“O MECANISMO”

terça-feira, 28 de dezembro de 2010

 

A 22 de Dezembro de 2010, o Conselho de Segurança das Nações Unidas aprovou a resolução 1966 - S/RES/1966 (2010)- através da qual decidiu criar aquilo a que chamou de “O Mecanismo”.
Trata-se, em termos genéricos, de um novo Tribunal Penal Internacional que visa lidar com as questões residuais que não conseguiram ainda ser investigadas e julgadas pelos Tribunais Penais Internacionais (ad hoc) para a ex-Jugoslávia e para o Ruanda.
De facto, mais de 16 anos volvidos sobre a criação daqueles tribunais ad hoc, estão longe de estar concluídas a investigação, julgamento e punição de todos os responsáveis por crimes de genocídio, crimes contra a humanidade e crimes cometidos em violação do direito internacional humanitário naqueles territórios.
Na ausência de julgamentos penais internacionais posteriores a Nuremberga ditada pelo calculismo vivido durante a Guerra Fria, os tribunais penais ad hoc para a ex-Jugoslávia e para o Ruanda foram criadores de uma jurisprudência essencial no âmbito da justiça penal internacional, que permitiu esclarecer e densificar o conteúdo dos tipos legais de crimes sob a sua alçada e acelerar o processo criador de uma jurisdição penal internacional permanente, com a criação do Tribunal Penal Internacional, em Haia.

**LINHAS DE DADOS:**
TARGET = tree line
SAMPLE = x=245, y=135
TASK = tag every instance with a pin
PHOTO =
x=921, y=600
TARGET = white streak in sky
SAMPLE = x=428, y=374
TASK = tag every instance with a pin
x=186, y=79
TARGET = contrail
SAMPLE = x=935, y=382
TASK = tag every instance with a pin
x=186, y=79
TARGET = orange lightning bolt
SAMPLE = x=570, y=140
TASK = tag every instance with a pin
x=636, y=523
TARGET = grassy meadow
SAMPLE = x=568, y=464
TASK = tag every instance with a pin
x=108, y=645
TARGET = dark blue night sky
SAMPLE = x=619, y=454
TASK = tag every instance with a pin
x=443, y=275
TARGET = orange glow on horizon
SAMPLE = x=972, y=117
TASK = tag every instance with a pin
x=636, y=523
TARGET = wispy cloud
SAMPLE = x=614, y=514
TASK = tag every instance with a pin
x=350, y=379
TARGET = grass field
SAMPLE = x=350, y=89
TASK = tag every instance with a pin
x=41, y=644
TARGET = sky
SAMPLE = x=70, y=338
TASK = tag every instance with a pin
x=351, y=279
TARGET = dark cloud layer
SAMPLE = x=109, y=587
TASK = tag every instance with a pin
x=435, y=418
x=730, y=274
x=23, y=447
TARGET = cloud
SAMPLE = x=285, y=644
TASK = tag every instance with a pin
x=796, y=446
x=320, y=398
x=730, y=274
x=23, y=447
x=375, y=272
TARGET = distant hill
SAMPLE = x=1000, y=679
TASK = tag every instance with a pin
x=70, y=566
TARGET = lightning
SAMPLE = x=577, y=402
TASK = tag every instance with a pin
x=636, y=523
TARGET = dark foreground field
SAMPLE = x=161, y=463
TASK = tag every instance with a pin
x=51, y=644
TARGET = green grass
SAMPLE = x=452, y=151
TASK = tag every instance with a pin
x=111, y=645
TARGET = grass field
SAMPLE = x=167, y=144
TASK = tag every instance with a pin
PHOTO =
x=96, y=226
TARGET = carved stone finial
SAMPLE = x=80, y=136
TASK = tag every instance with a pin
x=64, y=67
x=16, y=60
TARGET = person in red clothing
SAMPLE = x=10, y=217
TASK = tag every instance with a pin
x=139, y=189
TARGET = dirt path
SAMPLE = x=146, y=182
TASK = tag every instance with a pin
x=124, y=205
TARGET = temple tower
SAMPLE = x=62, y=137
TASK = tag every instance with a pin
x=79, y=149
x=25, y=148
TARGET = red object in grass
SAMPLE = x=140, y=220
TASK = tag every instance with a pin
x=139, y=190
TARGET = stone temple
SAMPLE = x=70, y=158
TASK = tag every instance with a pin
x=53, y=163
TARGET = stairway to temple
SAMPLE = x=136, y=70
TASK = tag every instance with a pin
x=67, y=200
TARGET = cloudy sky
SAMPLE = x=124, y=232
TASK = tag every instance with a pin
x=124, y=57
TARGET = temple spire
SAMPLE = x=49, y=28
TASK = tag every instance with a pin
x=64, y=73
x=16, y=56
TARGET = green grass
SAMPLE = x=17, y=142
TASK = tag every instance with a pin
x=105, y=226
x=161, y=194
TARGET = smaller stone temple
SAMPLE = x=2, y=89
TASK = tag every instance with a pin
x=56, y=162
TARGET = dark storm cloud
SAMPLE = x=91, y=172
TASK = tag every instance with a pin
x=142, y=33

**TAREFAS E EXERCÍCIOS:**
1) Reescreva em forma de lista o parágrafo do texto sobre «O Mecanismo» que começa por «Na ausência de julgamentos penais internacionais», sem perder os factos principais.
2) Prolongue o texto sobre «O Mecanismo», começando logo a seguir à última frase apresentada.

**RESPOSTAS ÀS TAREFAS:**
1)
- Depois de Nuremberga, o calculismo vivido durante a Guerra Fria levou à ausência de julgamentos penais internacionais.
- Os tribunais penais ad hoc para a ex-Jugoslávia e para o Ruanda criaram uma jurisprudência essencial no âmbito da justiça penal internacional.
- Essa jurisprudência permitiu esclarecer e densificar o conteúdo dos tipos legais de crimes sob a sua alçada.
- Permitiu também acelerar a criação de uma jurisdição penal internacional permanente, o Tribunal Penal Internacional, em Haia.

2)
Processos como o caso Prosecutor vs. Akayesu ou o Prosecutor vs. Tadic são hoje marcos incontornáveis da jurisprudência penal internacional, estudados e citados na maioria da doutrina mundial.
Os esforços desenvolvidos por aqueles dois tribunais ad hoc foram enormes para conseguir a investigação e julgamento dos maiores criminosos de guerra.
O Conselho de Segurança das Nações Unidas, através das suas resoluções 1503 (2003) e 1534 (2004), havia já instado aqueles dois tribunais para que fizessem todos os possíveis por concluírem os trabalhos de investigação até ao final de 2004, concluírem os julgamentos em primeira instância até ao final de 2008 e completarem o seu trabalho no ano de 2010.
No entanto, 2010 está a chegar ao fim e esse trabalho não foi concluído.
O que falhou?
Da leitura do preâmbulo da resolução 1955 (2010) depreende-se que o número insuficiente de juízes e a falta de pessoal experiente nessa área contribuiu para o atraso na conclusão dos trabalhos dos tribunais.
Problemas na localização, detenção e transferência de criminosos dificultaram também a celeridade das investigações e julgamentos.
A falta de cooperação e assistência de alguns Estados com os tribunais ad hoc parece, assim, ter sido também um problema.
Nem toda a comunidade internacional parece ter estado interessada no julgamento e punição efectiva de criminosos de guerra.
Deste modo, a resolução agora aprovada pelo Conselho de Segurança estende o prazo limite de funcionamento dos tribunais ad hoc até 31 de Dezembro de 2014, altura em que deverão ser transferidas para o “International Residual Mechanism for Criminal Tribunals” (“O Mecanismo”) os processos pendentes.
A necessidade da criação deste “Mecanismo” resulta da ausência de jurisdição do Tribunal Penal Internacional sobre esses crimes, porquanto o mesmo apenas pode julgar crimes cometidos após a sua entrada em vigor e os crimes em questão terem sido todos praticados em momento anterior a essa data.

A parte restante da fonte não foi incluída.